EXTRACT:

--- START ---

Annals of Weaponizing Psychiatry: Another one Bites the Dust

The Moscow Times reports:

An opposition activist has been locked up in a psychiatric hospital in the Tver region, two colleagues and a hospital official said Monday.

Roman Nikolaichik, 27, a lawyer and member of Garry Kasparov's Other Russia coalition, was detained in Tver on Friday, questioned about his political activities and subsequently taken to a psychiatric hospital, where he remained Monday, said Maxim Novikov, head of the coalition's branch in Tver.

The account was confirmed by Yevgeny Svetovidov, a spokesman for a monarchist movement, ARES, of which Nikolaichik is a member. A woman who answered the telephone at Litvinov Psychiatric Hospital No. 1 in the Tver region town of Busharevo said Nikolaichik was being held in an isolation ward. She refused to connect him with a reporter but confirmed that he had been admitted Friday.

Nikolaichik's detention echoes similar cases over the past year that human rights organizations have criticized as a step toward Soviet-era repression tactics. In December, human rights groups said Andrei Novikov, a reporter for a news service connected to the Chechen separatist government, had been released after nine months in a psychiatric hospital. Last summer, Larisa Arap, an Other Russia activist and journalist, spent six weeks in a psychiatric clinic.

--- END ---

INFORMATION SHOWN:
--- START ---

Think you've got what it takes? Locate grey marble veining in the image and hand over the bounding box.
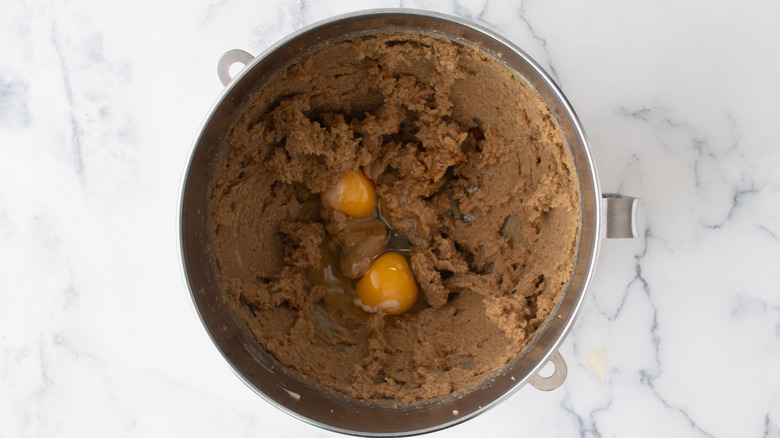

--- END ---

EXPLORE THE MATERIAL:
1 > In the Moscow Times report, how long was Andrei Novikov held in a psychiatric hospital before his release?
2 > Copy the Moscow Times report from "An opposition activist" to "branch in Tver.".
3 > Carry on the report about Roman Nikolaichik's confinement, starting after its last sentence.

SET OF ANSWERS:
1 > Nine months.

2 >
An opposition activist has been locked up in a psychiatric hospital in the Tver region, two colleagues and a hospital official said Monday.

Roman Nikolaichik, 27, a lawyer and member of Garry Kasparov's Other Russia coalition, was detained in Tver on Friday, questioned about his political activities and subsequently taken to a psychiatric hospital, where he remained Monday, said Maxim Novikov, head of the coalition's branch in Tver.

3 >
Which law enforcement agency questioned Nikolaichik and sent him to the hospital was unclear Monday. Novikov and Svetovidov said Tver region prosecutors tried to charge Nikolaichik with attempted murder while questioning him on Monday. Svetovidov, citing Nikolaichik's relatives, said that after questioning, a doctor declared the activist mentally unstable and ordered him to undergo treatment. Prosecutors denied questioning Nikolaichik or sending him to the hospital. "If there was a murder case against him, we would know about it," said Galina Malyuta, a spokeswoman for the Tver region prosecutor's office. Calls to Nikolaichik's cell phone went unanswered.

Nikolaichik was a regular participant in the so-called Dissenters' Marches, the Other Russia rallies that have often been broken up by baton-wielding police. Svetovidov said Nikolaichik had been targeted because he appeared on a list of Other Russia candidates for December's State Duma elections. He said law enforcement officials had been pressuring him to leave the group since September. Nikolaichik has a wife and three children, Novikov said. They could not be located for comment Monday.